Scandinavia Weather in May

Average daily temperatures in Scandinavia in May are temperate, although Iceland may be a few degrees cooler.

  • Average high: 63 degrees Fahrenheit (17 degrees Celsius)
  • Average low: 47 degrees Fahrenheit  (8 degrees Celsius)

Unfortunately, it is unlikely that visitors will be able to see the aurora borealis, or Northern Lights, in May. But they might be able to witness another wonder of the natural world: the "midnight sun." This phenomenon occurs in late spring and early summer in latitudes north of the Arctic Circle (as well as south of the Antarctic Circle). As its colloquial name implies, the sun is visible at midnight from mid-May until the end of July in Scandinavian countries.

And, with proper weather conditions, the sun can be visible for a full 24 hours a day. This is great for travelers planning long days outdoors, as there will be sufficient light for outdoor activities around the clock. But be advised the midnight sun can wreak havoc on sleep cycles, especially for those who haven't experienced 24-hour sunlight before.

The most popular Scandinavian location for travelers to experience the Midnight Sun is in Norway at the North Cape (Nordkapp).

What to Pack

If you're traveling to Scandinavia in May, you'll want to pack comfortable cool-weather clothes like jeans or other long pants, sweaters, light jackets, and walking shoes. In the evening when the temperature drops, layers are your best bet. Undershirts, scarves, and gloves would be wise to bring.

May Events in Scandinavia

There are many other events celebrated in the countries of Scandinavia in May. Here are a few of the more popular tourist attractions.
* * * * * * * * *
» Requirement
Write the next part of the Scandinavia-in-May travel passage above, starting right after its last sentence.
* * * * * * * * *
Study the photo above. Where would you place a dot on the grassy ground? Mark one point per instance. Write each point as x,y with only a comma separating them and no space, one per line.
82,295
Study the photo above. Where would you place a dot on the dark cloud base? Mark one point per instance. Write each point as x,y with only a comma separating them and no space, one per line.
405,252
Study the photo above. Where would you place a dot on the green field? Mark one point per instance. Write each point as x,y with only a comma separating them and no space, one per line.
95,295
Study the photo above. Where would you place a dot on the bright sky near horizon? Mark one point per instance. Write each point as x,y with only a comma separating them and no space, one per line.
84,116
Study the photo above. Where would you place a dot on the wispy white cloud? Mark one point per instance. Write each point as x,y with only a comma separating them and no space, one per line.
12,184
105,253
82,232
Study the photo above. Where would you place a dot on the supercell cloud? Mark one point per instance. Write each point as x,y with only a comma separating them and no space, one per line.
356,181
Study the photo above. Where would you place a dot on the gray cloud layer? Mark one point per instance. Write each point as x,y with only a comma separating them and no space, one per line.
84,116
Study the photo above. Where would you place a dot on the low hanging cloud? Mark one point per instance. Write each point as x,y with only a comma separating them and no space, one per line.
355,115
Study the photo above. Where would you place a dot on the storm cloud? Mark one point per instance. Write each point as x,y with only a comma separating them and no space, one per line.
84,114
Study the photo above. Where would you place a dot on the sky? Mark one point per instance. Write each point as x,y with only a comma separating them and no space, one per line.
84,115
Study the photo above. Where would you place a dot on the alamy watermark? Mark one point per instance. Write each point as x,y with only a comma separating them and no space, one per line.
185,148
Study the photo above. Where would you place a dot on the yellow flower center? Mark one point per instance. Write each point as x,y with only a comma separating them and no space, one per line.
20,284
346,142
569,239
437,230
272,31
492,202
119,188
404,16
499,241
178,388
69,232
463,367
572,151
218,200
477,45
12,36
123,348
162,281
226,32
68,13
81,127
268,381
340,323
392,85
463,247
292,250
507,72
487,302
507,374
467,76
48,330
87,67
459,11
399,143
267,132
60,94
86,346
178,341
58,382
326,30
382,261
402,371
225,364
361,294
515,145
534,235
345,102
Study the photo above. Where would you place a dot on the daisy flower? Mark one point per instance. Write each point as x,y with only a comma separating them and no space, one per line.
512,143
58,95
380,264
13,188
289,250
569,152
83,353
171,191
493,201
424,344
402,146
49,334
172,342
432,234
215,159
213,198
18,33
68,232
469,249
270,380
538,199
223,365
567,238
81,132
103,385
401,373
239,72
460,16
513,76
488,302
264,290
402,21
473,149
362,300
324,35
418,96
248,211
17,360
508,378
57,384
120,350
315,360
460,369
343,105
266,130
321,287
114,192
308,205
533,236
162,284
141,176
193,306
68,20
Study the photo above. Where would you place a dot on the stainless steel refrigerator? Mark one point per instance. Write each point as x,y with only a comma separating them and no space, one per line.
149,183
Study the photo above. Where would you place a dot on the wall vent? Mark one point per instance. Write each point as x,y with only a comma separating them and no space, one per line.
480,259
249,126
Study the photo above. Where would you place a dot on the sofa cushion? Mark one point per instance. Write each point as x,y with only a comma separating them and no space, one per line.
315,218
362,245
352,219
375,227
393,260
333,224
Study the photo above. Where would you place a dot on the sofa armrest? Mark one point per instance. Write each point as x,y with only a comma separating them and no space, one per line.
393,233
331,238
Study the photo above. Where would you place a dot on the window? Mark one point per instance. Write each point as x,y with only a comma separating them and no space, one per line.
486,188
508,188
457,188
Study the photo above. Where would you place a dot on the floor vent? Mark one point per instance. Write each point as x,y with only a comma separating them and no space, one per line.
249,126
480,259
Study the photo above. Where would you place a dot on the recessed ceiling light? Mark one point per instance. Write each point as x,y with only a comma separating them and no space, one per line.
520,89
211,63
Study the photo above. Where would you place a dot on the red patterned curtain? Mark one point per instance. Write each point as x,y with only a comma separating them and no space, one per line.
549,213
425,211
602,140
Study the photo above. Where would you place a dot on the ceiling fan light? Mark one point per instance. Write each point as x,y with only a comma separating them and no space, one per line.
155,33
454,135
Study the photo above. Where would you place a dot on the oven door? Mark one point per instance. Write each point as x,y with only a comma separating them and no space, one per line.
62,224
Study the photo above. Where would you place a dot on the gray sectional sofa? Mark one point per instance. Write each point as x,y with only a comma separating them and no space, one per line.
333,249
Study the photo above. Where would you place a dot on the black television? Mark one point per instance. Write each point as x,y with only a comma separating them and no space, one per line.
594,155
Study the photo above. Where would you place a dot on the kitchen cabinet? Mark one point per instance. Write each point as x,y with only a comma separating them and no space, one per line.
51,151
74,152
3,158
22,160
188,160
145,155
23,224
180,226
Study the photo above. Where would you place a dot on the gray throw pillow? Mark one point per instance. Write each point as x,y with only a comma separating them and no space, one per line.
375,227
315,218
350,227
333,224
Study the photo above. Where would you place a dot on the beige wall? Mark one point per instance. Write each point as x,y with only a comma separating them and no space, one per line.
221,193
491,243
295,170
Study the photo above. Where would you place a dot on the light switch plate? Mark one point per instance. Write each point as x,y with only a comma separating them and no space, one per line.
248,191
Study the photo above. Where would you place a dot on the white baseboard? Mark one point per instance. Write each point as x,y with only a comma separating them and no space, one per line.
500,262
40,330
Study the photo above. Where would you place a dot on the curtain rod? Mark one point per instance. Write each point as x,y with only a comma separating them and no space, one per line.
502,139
* * * * * * * * *
» Right answer
  • May Day: Observed in countries across Europe and most of the world, May Day celebrates workers similar to Labor Day in the United States. The countries of Scandinavia each mark May Day in different ways:
    • Denmark: May 1 is not an official holiday in Denmark, but most public sector workers get a day off.
    • Finland: May 1 is a national holiday, celebrating workers, students and the arrival of spring.
    • Iceland: While May 1 is a public holiday here, many businesses remain open and pay workers a higher wage.
    • Norway: Known as Arbeidernes Dag, May 1 is an official public holiday, marked by marches, parades, and public speeches.
    • Sweden: May 1 has been designated a public holiday in Sweden since 1938, with some political factions celebrating it as far back as 1890. May Day demonstrations have been a distinct part of Swedish history for decades.
  • Stavanger International Jazz Festival (MaiJazz), Norway: The MaiJazz, or Stavanger International Jazz Festival, is a large annual jazz music event held in early May in Stavanger, Norway. Some 40 local venues host concerts across Stavanger during the festival, which attracts major jazz musicians from all over the world. The first MaiJazz festival took place in 1989, and since then it's grown to become one of Norway's largest music festivals.
  • The Swedish Speedway Grand Prix: This popular motorcycle speedway event has been held annually in May since 1995. Speedway races are between teams of motorcycle riders on an oval track, with one gear and no brakes. The Grand Prix is always in southern Sweden, shifting among venues in Linköping, Stockholm, and Göteborg.
  • Reykjavik Arts Festival, Iceland: Founded in 1970, the Reykjavik Arts Festival in mid-May brings hundreds of artists in theater, dance, music and the visual arts from all over the world. This event promotes Icelandic culture in venues both unconventional and traditional, and it's one of northern Europe's oldest festivals.
  • Independence Day (Constitution Day) in Norway: Norwegians celebrate their national day differently than other Scandinavian countries. On May 17, traditional independence day celebrations with processions, banners, flags, and bands are held all over the country. In the capital of Oslo, the Norwegian royal family takes part in the massive spring celebration. While it's certainly worth visiting Norway on Constitution Day, be aware that most businesses are closed to mark the holiday. There may be some restaurants open, but shopping opportunities will be limited.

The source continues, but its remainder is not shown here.